Written exercise 1
In the excerpt on the UN's human rights legal opinions, could you duplicate the passage that begins at the words "The procedural issues" and stops after "nationality of claims."?
Written exercise 2
Can you turn the paragraph of the UN human rights legal opinions excerpt that starts "The procedural issues range from" into a short list that keeps its main facts?

Source excerpt
--- begin ---

This book is a collection of legal opinions, legal analyses, notes for the file and statements of a legalistic nature relating to the UN's human rights programme. The formal `legal opinions' are those of the UN's Legal Counsel and are reprinted from the United Nations Juridical Yearbook, where such documents are eventually collected and published. Much of the rest of the material would seem to have been drafted by the author during his time as special assistant to a succession of heads of the United Nations human rights secretariat (known from 1946 to 1982 as the Division of Human Rights, from 1982 to 1997 as the Centre for Human Rights and now as the Office of the High Commissioner for Human Rights). Ramcharan started as an assistant to Marc Schreiber in the mid-1970s, moved on to assist Theo van Boven during his relatively short but highly productive and somewhat stormy tenure from 1977 to 1982, and then worked for Kurt Hemdl during much of the 1980s. Despite the major differences in approach and policy orientation of these directors, Ramcharan exercised considerable influence under each of them. That was a result not only of a tireless disposition to work and a capacity to insinuate his ideas into many different places, but also from his mastery of the legal dimensions of the work. These legal opinions and other materials offer a useful insight into some of the issues that preoccupied the United Nations in those days and provide an indication of how far things have moved, at least in some respects.

The procedural issues range from the competence of different UN organs, through questions of membership in them, credentials of delegations and their entitlement to participate in meetings, to the adoption of the agenda, the provision of documentation, procedures, voting, etc. More substantive issues include the drafting of treaties, the exercise of the good offices role, fact-finding, direct contacts, communications, non-governmental organizations, state responsibility and the nationality of claims.

--- end ---

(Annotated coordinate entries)

--- begin ---

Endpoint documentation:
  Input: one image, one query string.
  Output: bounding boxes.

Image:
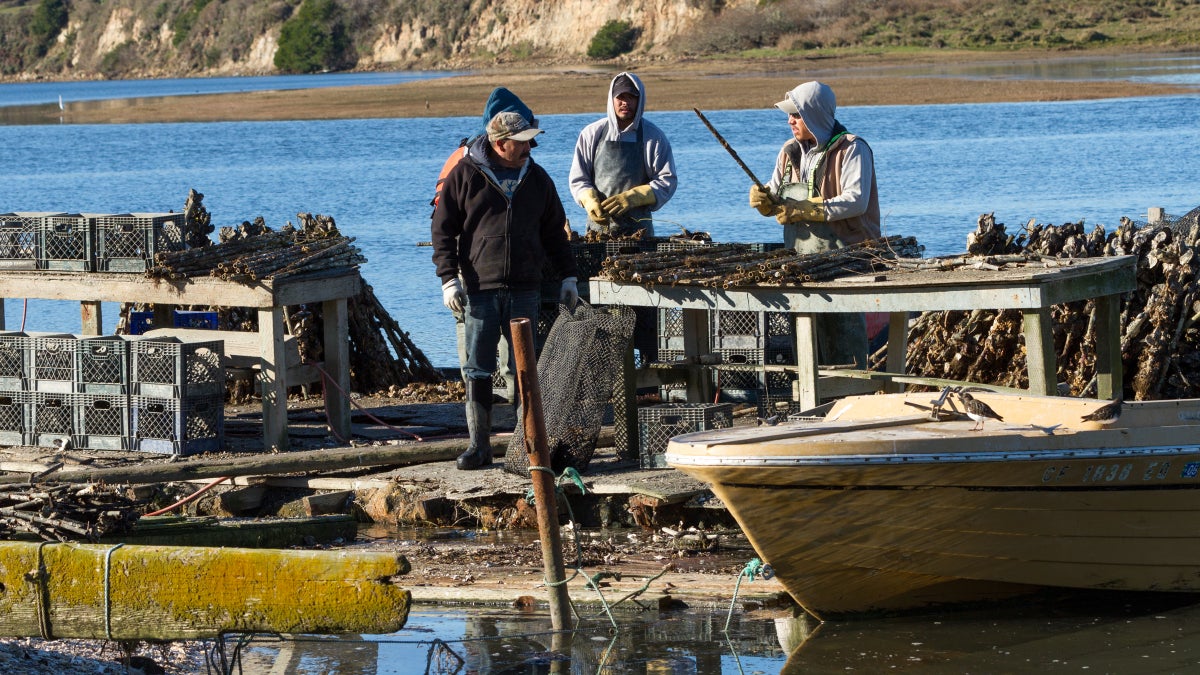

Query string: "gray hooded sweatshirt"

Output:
[569,72,678,230]
[767,82,880,244]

--- end ---

Full answer 1
The procedural issues range from the competence of different UN organs, through questions of membership in them, credentials of delegations and their entitlement to participate in meetings, to the adoption of the agenda, the provision of documentation, procedures, voting, etc. More substantive issues include the drafting of treaties, the exercise of the good offices role, fact-finding, direct contacts, communications, non-governmental organizations, state responsibility and the nationality of claims.

Full answer 2
Procedural issues:
- Competence of different UN organs
- Membership in those organs
- Credentials of delegations and their entitlement to participate in meetings
- Adoption of the agenda
- Provision of documentation
- Procedures and voting

More substantive issues:
- Drafting of treaties
- Exercise of the good offices role
- Fact-finding
- Direct contacts
- Communications
- Non-governmental organizations
- State responsibility
- Nationality of claims